Exercise ::
Every entry below should be transcribed exactly; pictures stay out of the copy.

(Point annotation records)
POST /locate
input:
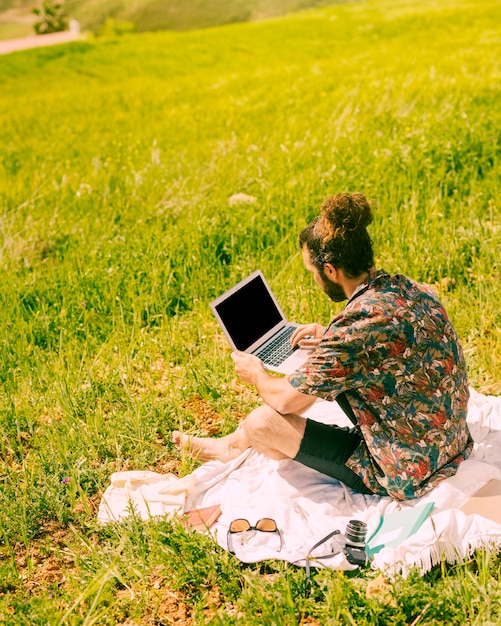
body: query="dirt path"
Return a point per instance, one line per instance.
(35, 41)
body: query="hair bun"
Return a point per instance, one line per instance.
(343, 213)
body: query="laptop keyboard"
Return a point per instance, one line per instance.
(275, 352)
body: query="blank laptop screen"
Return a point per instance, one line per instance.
(249, 313)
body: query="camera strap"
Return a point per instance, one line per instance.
(322, 556)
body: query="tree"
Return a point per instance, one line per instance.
(51, 18)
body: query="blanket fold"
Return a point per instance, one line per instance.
(307, 505)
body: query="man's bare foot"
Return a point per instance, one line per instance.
(206, 449)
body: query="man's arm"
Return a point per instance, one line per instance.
(276, 392)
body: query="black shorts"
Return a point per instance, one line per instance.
(326, 448)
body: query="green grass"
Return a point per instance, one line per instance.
(151, 15)
(118, 160)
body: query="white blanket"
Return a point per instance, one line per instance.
(307, 505)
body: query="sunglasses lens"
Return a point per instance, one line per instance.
(239, 525)
(267, 525)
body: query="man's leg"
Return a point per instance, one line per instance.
(275, 435)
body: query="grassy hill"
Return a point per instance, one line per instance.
(119, 158)
(149, 15)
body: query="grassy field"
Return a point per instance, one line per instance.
(118, 160)
(101, 16)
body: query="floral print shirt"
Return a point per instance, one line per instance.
(395, 354)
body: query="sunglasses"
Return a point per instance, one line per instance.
(265, 525)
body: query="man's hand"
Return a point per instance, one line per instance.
(247, 366)
(307, 336)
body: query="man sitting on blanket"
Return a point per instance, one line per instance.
(391, 359)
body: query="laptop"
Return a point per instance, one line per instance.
(254, 323)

Result ::
POST /locate
input:
body: query="dirt path"
Return a point per instance, one line per instance.
(35, 41)
body: query="hair bun"
Return a point per instance, one line per instance.
(343, 213)
body: query="laptop keyboard"
Return a point per instance, one line per instance.
(275, 352)
body: query="blank laptop screen"
Return a point per instance, one line per instance.
(249, 313)
body: query="camera strap"
Return a point per instance, one line per instance.
(322, 556)
body: query="tree"
Return a point per instance, one line per instance.
(51, 18)
body: query="blanket fold"
Return a point per instance, one line per instance.
(307, 505)
body: query="man's bare foot"
Return a point per instance, one line per instance.
(206, 449)
body: query="man's arm"
Return a point per instance, one line per instance.
(276, 392)
body: query="black shorts"
Return a point per instance, one line per instance.
(326, 448)
body: query="green grass"
Return a point per instance, one line per instance.
(151, 15)
(118, 160)
body: query="white blanket"
Return a point per instance, one line per instance.
(307, 505)
body: query="sunglasses lens"
Return a point per instance, one line per instance.
(239, 525)
(267, 525)
body: query="man's leg"
Return a point per instance, one line per instance.
(275, 435)
body: query="grassy hill"
Return a point per instance, one line per instance.
(119, 158)
(149, 15)
body: query="grassy field"
Return a point per instance, one line per instance.
(118, 160)
(101, 16)
body: query="floral print shirt"
Return a point per instance, one line per instance.
(395, 354)
body: query="sunglasses"
Return a point per instance, one line per instance.
(265, 525)
body: query="man's hand"
Return a point per instance, one line per instance.
(247, 366)
(307, 336)
body: query="man sitting on blanket"
Return a point per instance, one line per instance.
(391, 359)
body: query="laptop"
Return a point per instance, one line per instance.
(254, 323)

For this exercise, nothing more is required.